*Work order:*
Translate this sentence from the passage on Maine's drug-price system into Spanish: "Neither is it the duty of drug manufacturers to provide cheap medicines to achieve the same goal."

*Source passage:*
************

The Pharmaceutical Research and Manufacturers of America (PhRMA) contested the Maine system on grounds that it violated the interstate commerce clause of the Constitution. Justice John Paul Stevens rejected this argument in favor of the public health rationale that Maine could set drug prices because it has an interest in protecting the health of its uninsured residents. This stretches the definition of public health way beyond the conventional notions of providing medical information, controlling communicable diseases, applying sanitary measures, and monitoring environmental hazards. If mandated lower prices are a public health measure, surely requiring doctors and hospitals to provide health care for free can be construed to be so, too. That would definitely save states a lot of money.

Another rationale supported by some of the justices is that some low-income Maine residents would be kept off Medicaid if they had access to discounted drugs. Perhaps. But that argument could be used to justify nearly any similar government intervention. Surely some single mothers could be kept off the welfare rolls if they had access to reduced-cost condoms. Indeed, some poor Mainers would be kept off welfare if they had access to state-mandated discounts on groceries, apartments, clothing, and so forth. It is not the duty of condom makers, grocers, landlords, and clothiers to provide for Maine's poor in order to reduce the state's budget deficit. Neither is it the duty of drug manufacturers to provide cheap medicines to achieve the same goal. Setting ceilings on drug prices will no doubt have the same beneficial effects on the supply of medications that rent controls have had on housing markets.

************

*Recorded data:*
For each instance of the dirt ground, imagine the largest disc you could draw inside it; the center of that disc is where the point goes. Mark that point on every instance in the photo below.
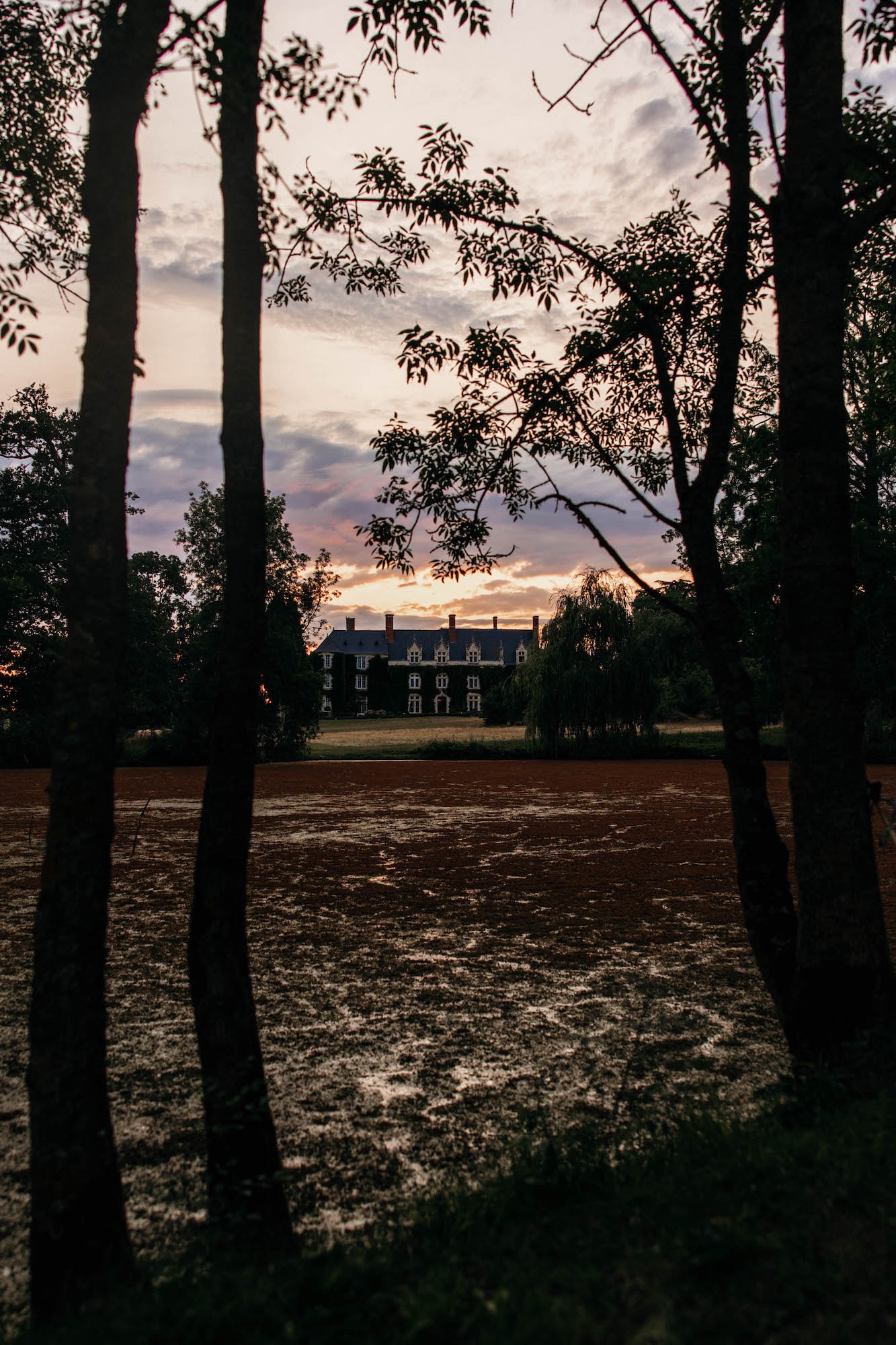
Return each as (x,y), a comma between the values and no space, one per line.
(444,954)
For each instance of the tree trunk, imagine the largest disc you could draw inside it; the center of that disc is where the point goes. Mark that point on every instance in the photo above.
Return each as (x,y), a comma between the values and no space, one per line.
(844,978)
(79,1231)
(247,1200)
(762,859)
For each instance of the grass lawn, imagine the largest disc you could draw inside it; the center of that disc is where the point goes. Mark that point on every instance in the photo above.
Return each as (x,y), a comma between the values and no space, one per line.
(775,1230)
(430,735)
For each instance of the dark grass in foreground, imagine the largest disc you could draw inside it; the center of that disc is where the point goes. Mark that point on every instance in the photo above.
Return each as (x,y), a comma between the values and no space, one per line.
(775,1230)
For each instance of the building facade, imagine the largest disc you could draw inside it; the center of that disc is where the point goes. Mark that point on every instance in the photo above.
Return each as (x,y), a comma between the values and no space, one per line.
(444,672)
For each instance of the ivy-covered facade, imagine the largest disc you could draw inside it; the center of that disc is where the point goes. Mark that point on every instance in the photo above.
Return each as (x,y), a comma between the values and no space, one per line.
(444,672)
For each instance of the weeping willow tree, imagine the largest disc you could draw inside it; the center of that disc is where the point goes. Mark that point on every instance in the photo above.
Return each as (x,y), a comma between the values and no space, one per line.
(591,681)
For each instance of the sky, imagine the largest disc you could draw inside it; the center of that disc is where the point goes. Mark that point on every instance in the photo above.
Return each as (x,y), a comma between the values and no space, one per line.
(330,379)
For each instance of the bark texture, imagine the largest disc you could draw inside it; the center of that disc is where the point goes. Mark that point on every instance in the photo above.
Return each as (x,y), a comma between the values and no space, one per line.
(762,859)
(844,977)
(760,855)
(79,1230)
(247,1200)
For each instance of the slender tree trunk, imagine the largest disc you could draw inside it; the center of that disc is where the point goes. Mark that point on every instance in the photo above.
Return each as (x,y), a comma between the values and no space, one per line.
(844,978)
(247,1200)
(79,1231)
(762,857)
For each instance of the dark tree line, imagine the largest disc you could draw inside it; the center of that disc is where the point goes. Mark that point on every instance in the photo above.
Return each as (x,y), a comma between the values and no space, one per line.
(174,611)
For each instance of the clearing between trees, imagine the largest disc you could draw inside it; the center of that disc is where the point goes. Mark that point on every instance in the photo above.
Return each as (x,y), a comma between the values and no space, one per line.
(444,954)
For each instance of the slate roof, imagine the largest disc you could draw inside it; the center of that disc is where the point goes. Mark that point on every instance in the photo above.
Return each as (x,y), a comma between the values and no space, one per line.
(374,642)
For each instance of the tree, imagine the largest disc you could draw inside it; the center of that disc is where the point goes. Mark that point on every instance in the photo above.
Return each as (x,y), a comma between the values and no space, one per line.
(245,1196)
(79,1231)
(294,597)
(721,57)
(158,641)
(33,559)
(657,377)
(46,60)
(591,684)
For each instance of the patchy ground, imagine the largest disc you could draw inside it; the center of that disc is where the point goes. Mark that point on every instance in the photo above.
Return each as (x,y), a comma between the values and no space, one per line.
(444,953)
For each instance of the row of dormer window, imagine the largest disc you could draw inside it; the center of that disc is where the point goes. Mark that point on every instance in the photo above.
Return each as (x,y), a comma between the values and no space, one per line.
(415,656)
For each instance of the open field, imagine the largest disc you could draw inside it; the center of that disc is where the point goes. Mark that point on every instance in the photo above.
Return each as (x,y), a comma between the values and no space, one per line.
(444,953)
(400,738)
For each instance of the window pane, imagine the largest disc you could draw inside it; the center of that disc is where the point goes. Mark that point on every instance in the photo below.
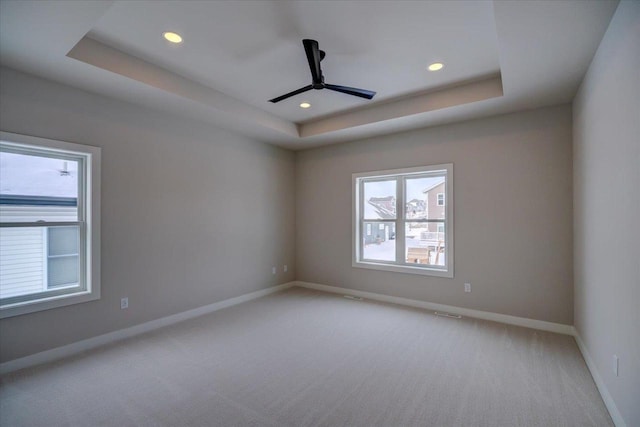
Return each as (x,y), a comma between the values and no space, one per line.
(37,188)
(379,243)
(422,197)
(63,271)
(425,243)
(37,259)
(380,200)
(22,261)
(64,241)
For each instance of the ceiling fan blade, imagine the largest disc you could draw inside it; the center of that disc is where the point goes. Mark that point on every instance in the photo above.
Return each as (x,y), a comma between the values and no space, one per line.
(362,93)
(290,94)
(313,56)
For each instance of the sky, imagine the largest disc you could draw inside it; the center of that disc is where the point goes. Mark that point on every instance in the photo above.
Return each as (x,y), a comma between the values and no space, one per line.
(415,188)
(37,176)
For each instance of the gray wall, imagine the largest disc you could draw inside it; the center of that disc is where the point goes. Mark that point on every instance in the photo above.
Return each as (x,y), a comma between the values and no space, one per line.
(191,215)
(607,210)
(513,213)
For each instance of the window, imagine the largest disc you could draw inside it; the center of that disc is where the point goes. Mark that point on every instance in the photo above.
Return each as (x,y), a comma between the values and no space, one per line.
(49,224)
(394,226)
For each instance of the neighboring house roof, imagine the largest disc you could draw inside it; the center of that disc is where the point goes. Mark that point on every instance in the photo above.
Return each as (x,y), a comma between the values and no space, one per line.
(378,207)
(438,183)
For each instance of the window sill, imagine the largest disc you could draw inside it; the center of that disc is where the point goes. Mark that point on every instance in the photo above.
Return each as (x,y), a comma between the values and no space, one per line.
(424,271)
(47,303)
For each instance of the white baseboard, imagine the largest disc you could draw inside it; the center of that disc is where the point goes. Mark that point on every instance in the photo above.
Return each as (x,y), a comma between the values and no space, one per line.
(486,315)
(90,343)
(602,388)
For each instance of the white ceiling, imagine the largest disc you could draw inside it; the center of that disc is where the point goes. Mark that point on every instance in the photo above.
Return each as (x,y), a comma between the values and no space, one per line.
(499,56)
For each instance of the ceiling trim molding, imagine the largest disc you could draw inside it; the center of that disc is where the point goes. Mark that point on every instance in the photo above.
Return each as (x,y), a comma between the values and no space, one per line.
(100,55)
(452,96)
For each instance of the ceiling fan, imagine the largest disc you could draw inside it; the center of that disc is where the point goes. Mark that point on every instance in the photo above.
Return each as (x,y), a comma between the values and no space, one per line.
(314,56)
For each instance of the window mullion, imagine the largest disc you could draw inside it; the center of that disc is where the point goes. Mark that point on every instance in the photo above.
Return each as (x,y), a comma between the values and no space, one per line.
(400,239)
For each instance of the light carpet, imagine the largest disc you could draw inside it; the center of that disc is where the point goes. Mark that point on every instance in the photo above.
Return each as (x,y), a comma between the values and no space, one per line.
(308,358)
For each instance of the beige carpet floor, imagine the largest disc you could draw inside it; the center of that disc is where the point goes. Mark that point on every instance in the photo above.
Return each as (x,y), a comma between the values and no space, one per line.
(307,358)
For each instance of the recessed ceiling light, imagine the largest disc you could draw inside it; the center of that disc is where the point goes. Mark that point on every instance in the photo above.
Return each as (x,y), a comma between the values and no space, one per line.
(172,37)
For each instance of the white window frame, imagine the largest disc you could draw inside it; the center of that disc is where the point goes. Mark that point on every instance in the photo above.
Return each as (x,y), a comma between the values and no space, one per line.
(88,219)
(400,175)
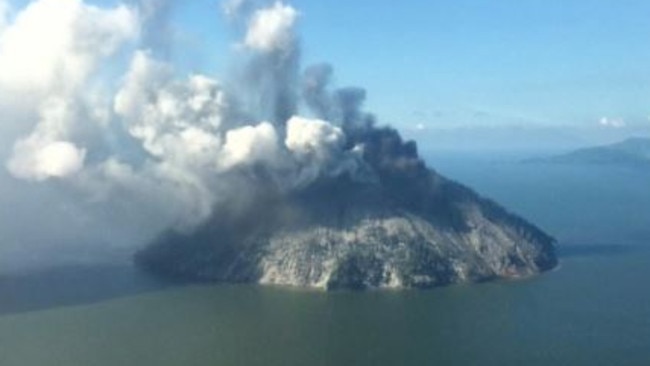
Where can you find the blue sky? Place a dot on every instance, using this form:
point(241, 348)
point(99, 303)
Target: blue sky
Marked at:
point(448, 63)
point(489, 61)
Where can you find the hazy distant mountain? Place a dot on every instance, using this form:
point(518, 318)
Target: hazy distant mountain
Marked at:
point(630, 152)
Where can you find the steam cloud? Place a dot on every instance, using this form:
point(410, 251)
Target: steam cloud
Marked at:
point(167, 147)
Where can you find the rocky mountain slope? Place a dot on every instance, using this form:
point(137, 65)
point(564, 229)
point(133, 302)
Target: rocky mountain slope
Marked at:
point(410, 227)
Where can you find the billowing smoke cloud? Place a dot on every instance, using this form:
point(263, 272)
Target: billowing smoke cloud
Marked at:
point(170, 151)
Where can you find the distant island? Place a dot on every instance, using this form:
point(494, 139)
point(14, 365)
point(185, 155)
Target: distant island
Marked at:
point(409, 227)
point(630, 152)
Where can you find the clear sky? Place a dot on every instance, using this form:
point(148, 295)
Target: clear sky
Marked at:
point(533, 61)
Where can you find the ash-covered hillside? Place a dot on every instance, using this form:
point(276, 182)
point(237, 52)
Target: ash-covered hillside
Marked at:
point(405, 226)
point(336, 202)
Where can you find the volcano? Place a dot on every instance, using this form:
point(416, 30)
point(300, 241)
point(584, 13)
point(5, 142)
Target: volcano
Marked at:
point(406, 226)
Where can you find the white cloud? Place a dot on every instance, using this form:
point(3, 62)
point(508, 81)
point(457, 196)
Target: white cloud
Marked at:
point(56, 44)
point(233, 8)
point(612, 122)
point(250, 144)
point(313, 138)
point(46, 153)
point(40, 160)
point(271, 29)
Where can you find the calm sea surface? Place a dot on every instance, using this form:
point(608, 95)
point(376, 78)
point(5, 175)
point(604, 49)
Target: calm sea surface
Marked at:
point(593, 310)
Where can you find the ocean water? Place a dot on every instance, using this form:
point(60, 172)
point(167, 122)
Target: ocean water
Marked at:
point(593, 310)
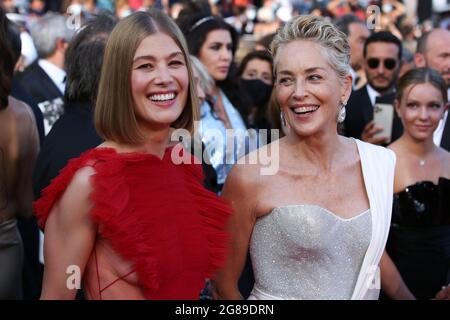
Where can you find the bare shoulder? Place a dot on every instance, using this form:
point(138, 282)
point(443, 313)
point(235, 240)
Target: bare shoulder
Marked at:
point(446, 162)
point(75, 204)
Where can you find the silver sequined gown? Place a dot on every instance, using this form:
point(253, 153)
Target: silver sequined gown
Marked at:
point(307, 252)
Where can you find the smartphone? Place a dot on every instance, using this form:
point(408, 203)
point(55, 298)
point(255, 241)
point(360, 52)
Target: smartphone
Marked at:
point(383, 116)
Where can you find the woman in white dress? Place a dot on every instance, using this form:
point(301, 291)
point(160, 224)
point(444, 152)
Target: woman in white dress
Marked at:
point(318, 227)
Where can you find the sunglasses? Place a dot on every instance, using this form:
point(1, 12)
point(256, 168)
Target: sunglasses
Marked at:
point(389, 64)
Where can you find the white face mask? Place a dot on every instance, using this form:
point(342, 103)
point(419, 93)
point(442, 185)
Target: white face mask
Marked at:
point(250, 13)
point(387, 7)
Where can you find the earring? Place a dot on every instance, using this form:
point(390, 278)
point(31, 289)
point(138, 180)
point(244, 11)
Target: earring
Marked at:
point(342, 113)
point(283, 120)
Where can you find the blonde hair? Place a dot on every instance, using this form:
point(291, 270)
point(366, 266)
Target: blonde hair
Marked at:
point(114, 112)
point(318, 30)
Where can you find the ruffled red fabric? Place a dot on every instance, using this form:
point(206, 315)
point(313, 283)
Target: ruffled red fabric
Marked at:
point(156, 214)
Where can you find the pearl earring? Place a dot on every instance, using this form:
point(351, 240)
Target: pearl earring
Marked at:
point(342, 113)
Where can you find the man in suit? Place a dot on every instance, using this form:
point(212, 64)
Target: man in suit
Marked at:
point(433, 50)
point(357, 34)
point(382, 58)
point(44, 79)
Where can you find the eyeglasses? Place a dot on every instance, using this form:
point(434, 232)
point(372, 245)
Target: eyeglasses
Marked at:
point(389, 64)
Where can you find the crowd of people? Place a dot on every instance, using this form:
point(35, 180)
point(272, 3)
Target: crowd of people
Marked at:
point(136, 138)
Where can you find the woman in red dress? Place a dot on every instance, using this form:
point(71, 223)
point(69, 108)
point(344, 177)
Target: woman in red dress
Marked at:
point(124, 218)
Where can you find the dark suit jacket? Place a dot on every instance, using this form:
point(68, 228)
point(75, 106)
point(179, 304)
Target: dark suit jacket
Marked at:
point(445, 142)
point(18, 92)
point(38, 84)
point(360, 113)
point(72, 134)
point(41, 88)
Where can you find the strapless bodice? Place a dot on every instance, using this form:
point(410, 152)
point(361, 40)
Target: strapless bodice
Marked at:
point(308, 252)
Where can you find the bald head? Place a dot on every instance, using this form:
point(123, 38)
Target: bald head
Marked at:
point(433, 50)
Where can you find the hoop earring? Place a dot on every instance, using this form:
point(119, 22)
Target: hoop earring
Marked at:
point(342, 113)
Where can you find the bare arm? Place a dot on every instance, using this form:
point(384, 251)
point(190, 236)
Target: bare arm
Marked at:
point(27, 162)
point(391, 280)
point(240, 193)
point(69, 237)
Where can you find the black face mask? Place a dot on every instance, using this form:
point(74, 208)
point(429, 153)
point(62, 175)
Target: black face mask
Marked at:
point(257, 91)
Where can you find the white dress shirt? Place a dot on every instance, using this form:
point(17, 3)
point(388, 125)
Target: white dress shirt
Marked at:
point(373, 94)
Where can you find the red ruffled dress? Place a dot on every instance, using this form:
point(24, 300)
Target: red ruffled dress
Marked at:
point(161, 233)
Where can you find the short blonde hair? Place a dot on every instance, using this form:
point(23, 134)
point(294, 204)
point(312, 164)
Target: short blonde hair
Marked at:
point(114, 117)
point(318, 30)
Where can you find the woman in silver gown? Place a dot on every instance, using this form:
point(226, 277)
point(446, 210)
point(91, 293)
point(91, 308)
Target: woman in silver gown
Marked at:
point(317, 227)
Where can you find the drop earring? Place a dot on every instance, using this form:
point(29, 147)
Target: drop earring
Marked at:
point(283, 120)
point(342, 113)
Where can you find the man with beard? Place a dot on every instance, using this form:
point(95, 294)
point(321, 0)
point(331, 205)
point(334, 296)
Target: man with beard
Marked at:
point(382, 60)
point(433, 50)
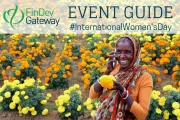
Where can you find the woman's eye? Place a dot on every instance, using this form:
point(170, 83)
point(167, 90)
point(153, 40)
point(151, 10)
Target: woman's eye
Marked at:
point(127, 51)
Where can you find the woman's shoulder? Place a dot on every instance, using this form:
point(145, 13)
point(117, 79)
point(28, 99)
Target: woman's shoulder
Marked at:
point(145, 79)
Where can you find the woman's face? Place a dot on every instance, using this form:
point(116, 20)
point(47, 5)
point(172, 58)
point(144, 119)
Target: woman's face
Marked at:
point(124, 52)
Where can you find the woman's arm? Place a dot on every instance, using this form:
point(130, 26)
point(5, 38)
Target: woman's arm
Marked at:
point(140, 107)
point(95, 90)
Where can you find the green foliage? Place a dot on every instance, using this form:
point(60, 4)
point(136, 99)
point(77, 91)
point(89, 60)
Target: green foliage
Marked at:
point(27, 71)
point(152, 115)
point(8, 61)
point(58, 82)
point(35, 96)
point(70, 105)
point(6, 101)
point(34, 40)
point(1, 72)
point(173, 61)
point(67, 38)
point(76, 50)
point(95, 75)
point(171, 96)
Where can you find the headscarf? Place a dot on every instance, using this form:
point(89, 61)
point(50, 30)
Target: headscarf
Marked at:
point(112, 106)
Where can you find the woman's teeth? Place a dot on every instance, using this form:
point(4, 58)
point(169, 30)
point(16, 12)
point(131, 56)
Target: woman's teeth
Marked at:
point(123, 61)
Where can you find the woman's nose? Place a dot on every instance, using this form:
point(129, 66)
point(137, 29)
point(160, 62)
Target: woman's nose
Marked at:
point(122, 55)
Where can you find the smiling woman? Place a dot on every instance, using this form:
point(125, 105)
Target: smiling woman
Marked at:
point(37, 20)
point(129, 99)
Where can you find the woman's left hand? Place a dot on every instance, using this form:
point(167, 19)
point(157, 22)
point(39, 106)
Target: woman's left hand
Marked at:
point(118, 86)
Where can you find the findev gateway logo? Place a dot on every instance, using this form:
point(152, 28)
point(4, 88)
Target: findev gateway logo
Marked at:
point(33, 16)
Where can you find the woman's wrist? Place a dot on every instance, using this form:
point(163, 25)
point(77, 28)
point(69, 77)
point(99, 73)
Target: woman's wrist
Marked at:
point(97, 86)
point(107, 72)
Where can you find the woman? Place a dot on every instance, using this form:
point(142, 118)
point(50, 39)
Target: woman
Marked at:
point(129, 99)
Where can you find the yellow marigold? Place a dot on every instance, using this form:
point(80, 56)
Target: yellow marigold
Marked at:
point(166, 114)
point(25, 110)
point(64, 76)
point(7, 94)
point(1, 99)
point(175, 105)
point(8, 67)
point(61, 109)
point(54, 76)
point(175, 68)
point(53, 46)
point(45, 112)
point(165, 71)
point(68, 73)
point(17, 73)
point(3, 72)
point(83, 64)
point(92, 113)
point(162, 101)
point(33, 113)
point(158, 111)
point(12, 105)
point(67, 114)
point(176, 112)
point(3, 58)
point(79, 108)
point(106, 81)
point(81, 50)
point(67, 67)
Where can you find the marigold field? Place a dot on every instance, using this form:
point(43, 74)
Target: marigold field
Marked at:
point(48, 76)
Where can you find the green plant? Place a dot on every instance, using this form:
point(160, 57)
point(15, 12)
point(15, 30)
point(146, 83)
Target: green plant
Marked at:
point(61, 79)
point(70, 105)
point(6, 92)
point(173, 61)
point(25, 68)
point(6, 60)
point(165, 106)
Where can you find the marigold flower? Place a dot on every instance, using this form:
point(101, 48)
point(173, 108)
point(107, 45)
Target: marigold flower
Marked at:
point(17, 73)
point(106, 81)
point(25, 111)
point(61, 109)
point(7, 94)
point(67, 114)
point(175, 105)
point(79, 108)
point(33, 113)
point(12, 105)
point(3, 58)
point(158, 111)
point(45, 112)
point(1, 99)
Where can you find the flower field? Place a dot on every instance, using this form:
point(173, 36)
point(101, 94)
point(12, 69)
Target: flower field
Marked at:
point(48, 76)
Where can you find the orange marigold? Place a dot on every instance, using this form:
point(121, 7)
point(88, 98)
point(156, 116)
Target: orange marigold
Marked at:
point(68, 73)
point(106, 81)
point(67, 67)
point(54, 76)
point(17, 73)
point(64, 76)
point(3, 58)
point(165, 71)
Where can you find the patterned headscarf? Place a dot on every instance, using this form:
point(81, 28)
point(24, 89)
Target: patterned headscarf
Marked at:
point(112, 106)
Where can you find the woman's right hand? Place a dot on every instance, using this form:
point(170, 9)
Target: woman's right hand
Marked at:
point(111, 60)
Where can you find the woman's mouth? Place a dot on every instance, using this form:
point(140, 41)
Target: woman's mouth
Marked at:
point(123, 62)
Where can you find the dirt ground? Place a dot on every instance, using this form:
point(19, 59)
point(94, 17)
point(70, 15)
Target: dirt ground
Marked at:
point(75, 78)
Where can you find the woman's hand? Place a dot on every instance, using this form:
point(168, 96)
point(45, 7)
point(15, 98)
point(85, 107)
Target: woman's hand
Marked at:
point(111, 60)
point(118, 86)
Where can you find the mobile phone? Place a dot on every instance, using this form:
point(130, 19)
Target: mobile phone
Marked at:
point(114, 58)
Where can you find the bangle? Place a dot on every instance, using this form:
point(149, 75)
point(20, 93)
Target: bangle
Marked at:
point(127, 94)
point(123, 94)
point(98, 82)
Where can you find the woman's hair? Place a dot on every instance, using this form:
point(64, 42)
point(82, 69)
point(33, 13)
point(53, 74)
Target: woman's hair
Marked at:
point(123, 39)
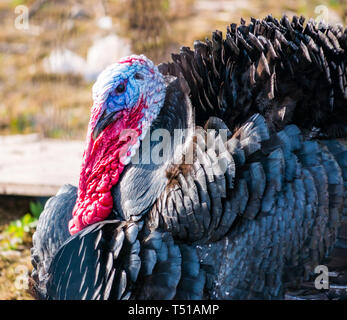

************

*Result:*
Tampoco es deber de los fabricantes de medicamentos proporcionar medicamentos baratos para lograr el mismo objetivo.